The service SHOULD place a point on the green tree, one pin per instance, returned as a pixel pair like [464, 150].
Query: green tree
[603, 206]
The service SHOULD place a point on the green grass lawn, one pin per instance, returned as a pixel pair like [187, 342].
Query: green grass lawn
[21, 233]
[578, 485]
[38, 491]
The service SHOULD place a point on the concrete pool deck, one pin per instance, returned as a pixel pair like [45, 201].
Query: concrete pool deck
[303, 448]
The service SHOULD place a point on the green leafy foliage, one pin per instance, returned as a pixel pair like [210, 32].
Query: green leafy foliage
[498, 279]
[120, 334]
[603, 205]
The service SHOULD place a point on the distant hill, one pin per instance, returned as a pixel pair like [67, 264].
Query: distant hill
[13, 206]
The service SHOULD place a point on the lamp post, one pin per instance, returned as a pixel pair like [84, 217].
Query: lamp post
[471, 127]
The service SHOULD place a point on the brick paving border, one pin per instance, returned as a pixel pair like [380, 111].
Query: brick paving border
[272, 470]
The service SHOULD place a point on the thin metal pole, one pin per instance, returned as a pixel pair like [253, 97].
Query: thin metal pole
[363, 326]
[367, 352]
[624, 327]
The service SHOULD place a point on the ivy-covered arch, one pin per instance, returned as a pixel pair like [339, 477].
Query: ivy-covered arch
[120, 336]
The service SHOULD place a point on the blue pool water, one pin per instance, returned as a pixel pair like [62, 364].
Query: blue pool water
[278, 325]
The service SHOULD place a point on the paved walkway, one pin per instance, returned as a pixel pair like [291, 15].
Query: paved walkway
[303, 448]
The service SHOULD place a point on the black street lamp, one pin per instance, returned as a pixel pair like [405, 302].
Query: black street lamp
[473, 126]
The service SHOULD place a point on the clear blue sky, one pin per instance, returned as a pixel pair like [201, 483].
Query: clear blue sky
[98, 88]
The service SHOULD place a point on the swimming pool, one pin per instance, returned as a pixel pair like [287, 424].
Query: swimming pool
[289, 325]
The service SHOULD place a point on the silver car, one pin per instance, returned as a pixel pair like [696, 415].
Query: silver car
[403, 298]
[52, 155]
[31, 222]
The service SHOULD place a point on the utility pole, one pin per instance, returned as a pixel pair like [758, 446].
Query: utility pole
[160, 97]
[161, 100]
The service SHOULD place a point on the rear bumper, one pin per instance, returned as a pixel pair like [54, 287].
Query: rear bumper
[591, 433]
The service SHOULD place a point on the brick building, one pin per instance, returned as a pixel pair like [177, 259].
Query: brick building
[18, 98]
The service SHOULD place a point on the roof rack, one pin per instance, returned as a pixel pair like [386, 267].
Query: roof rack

TASK INSTRUCTIONS: Retype the records that precede this task, keeping them exactly the same.

RESULT:
The service SHOULD place a point on the green tree, one pin per instance, returned as a pixel pair like [464, 150].
Query: green tree
[603, 206]
The service SHOULD place a point on the green grass lawn, one pin per instance, returned as a pixel pair like [187, 342].
Query: green grass lawn
[21, 233]
[578, 485]
[38, 491]
The service SHOULD place a point on the concrete pool deck, one pin per instance, returned as a pixel pair like [45, 201].
Query: concrete pool deck
[303, 448]
The service SHOULD place a point on the green leafy foliage, one pin per instance, returned as a pixel pair like [210, 32].
Query: green leafy foliage
[498, 279]
[120, 334]
[603, 205]
The service SHOULD place a point on the distant hill, one pin per instance, returned as a pixel pair like [67, 264].
Query: distant hill
[13, 206]
The service SHOULD place a point on the lamp post, one pin per instance, returned as a pixel pair like [84, 217].
Query: lamp post
[471, 127]
The service SHOULD place a point on the brick paving border, one pin per instance, returned as a pixel pair like [380, 111].
Query: brick paving border
[272, 470]
The service SHOULD place a point on the thin metal pole, one pin per instance, returned as a pixel pair like [253, 97].
Query: thin metal pole
[363, 326]
[367, 352]
[624, 327]
The service SHOULD place a point on the ivy-covered arch, one pin per instance, returned as a pixel pair like [339, 477].
Query: ivy-covered arch
[120, 336]
The service SHOULD place a point on the blue pool water, one pin per instance, returned as a pixel pair like [62, 364].
Query: blue pool water
[278, 325]
The service SHOULD place a point on the paved walkway, one pin per instance, returned as a pixel pair like [291, 15].
Query: paved walkway
[303, 448]
The service SHOULD place a point on the black street lamp, one pin per instance, returned as a pixel pair like [405, 302].
Query: black street lamp
[473, 126]
The service SHOULD place a point on the clear blue sky, one pin per instance, returned as a pixel pair like [201, 483].
Query: clear blue sky
[98, 88]
The service SHOULD place a point on the swimming pool, one pin per instance, returned as a pixel pair like [287, 424].
Query: swimming pool
[289, 325]
The service SHOULD place a point on the silver car, one pin per instance, returned as a pixel pair like [696, 415].
Query: silver car
[403, 298]
[52, 155]
[31, 222]
The service SHOULD place a point on the utility pole, one pin per instance, returned as a pixel pair like [758, 446].
Query: utility pole
[160, 97]
[161, 100]
The service SHOULD place a point on the rear bumper, one pin per instance, returned as a pixel pair like [54, 287].
Query: rear bumper
[591, 433]
The service SHOULD place a point on the brick building, one pin per instance, returned as a pixel pair like [177, 259].
Query: brick building
[18, 98]
The service SHOULD place a point on the roof rack, one pin per instance, returned as a pixel pair like [386, 267].
Query: roof rack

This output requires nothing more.